**WHAT IS NEEDED**
Transcribe the full listing exactly, and drop every picture.

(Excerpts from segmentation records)

────────────────────

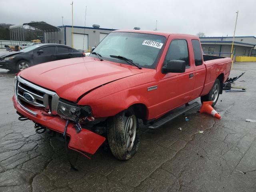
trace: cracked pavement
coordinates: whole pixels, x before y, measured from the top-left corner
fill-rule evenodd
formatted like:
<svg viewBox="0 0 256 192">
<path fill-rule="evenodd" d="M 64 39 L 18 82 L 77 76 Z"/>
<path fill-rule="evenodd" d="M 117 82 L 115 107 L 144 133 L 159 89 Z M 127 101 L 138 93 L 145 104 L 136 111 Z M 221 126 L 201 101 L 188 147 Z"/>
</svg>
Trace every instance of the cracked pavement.
<svg viewBox="0 0 256 192">
<path fill-rule="evenodd" d="M 133 158 L 118 160 L 104 145 L 90 160 L 72 151 L 75 171 L 62 138 L 38 134 L 32 122 L 18 120 L 14 74 L 0 70 L 0 191 L 255 192 L 256 123 L 245 120 L 256 119 L 256 63 L 236 63 L 230 77 L 244 71 L 233 85 L 246 91 L 219 98 L 221 120 L 198 107 L 186 113 L 188 121 L 181 116 L 154 130 L 140 125 Z"/>
</svg>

────────────────────

**EXERCISE RESULT**
trace: cracked pavement
coordinates: whole pixels, x before y, measured from the top-left corner
fill-rule evenodd
formatted like:
<svg viewBox="0 0 256 192">
<path fill-rule="evenodd" d="M 64 39 L 18 82 L 77 76 Z"/>
<path fill-rule="evenodd" d="M 117 82 L 115 107 L 144 133 L 159 89 Z M 127 101 L 138 93 L 145 104 L 136 111 Z M 221 126 L 201 101 L 188 147 Z"/>
</svg>
Trace every instance of the cracked pavement.
<svg viewBox="0 0 256 192">
<path fill-rule="evenodd" d="M 133 158 L 118 160 L 104 145 L 90 160 L 72 151 L 75 171 L 62 138 L 38 134 L 32 122 L 18 120 L 14 74 L 0 70 L 0 191 L 255 192 L 256 123 L 245 120 L 256 119 L 256 63 L 236 63 L 230 77 L 244 71 L 233 85 L 246 91 L 219 98 L 221 120 L 198 107 L 186 113 L 188 121 L 181 116 L 154 130 L 140 125 Z"/>
</svg>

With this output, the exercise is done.